INSTRUCTIONS TO FOLLOW:
Express as a JSON list of strings the lines beginning with the line containing "the woman with" and continuing through the line containing "In this exercise you will spot each instance of the man", one string per line with blank lines omitted.

DATA RECORDS:
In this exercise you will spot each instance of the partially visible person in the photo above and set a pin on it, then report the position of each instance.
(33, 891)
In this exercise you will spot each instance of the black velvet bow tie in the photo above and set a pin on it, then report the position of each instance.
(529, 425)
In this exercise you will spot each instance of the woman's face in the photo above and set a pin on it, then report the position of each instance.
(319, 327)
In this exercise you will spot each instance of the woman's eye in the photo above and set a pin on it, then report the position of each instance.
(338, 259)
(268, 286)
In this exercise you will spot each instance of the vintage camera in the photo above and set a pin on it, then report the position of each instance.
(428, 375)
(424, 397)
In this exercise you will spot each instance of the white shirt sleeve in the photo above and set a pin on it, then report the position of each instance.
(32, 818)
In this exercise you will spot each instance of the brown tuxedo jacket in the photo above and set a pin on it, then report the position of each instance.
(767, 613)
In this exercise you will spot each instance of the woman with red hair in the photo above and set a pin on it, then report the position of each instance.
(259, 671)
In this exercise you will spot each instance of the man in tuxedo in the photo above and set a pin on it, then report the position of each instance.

---

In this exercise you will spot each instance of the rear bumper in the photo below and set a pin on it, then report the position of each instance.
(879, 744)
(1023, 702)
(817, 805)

...

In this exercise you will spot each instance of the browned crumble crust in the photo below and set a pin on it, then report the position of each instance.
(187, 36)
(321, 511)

EXERCISE RESULT:
[
  "In this exercise you will spot each instance of the woman with red hair in the photo above and set a pin on it, then report the position of each instance.",
  "(259, 671)",
  "In this exercise you will spot each instance of the man in tuxedo in the photo above and set a pin on it, then report the position of each instance."
]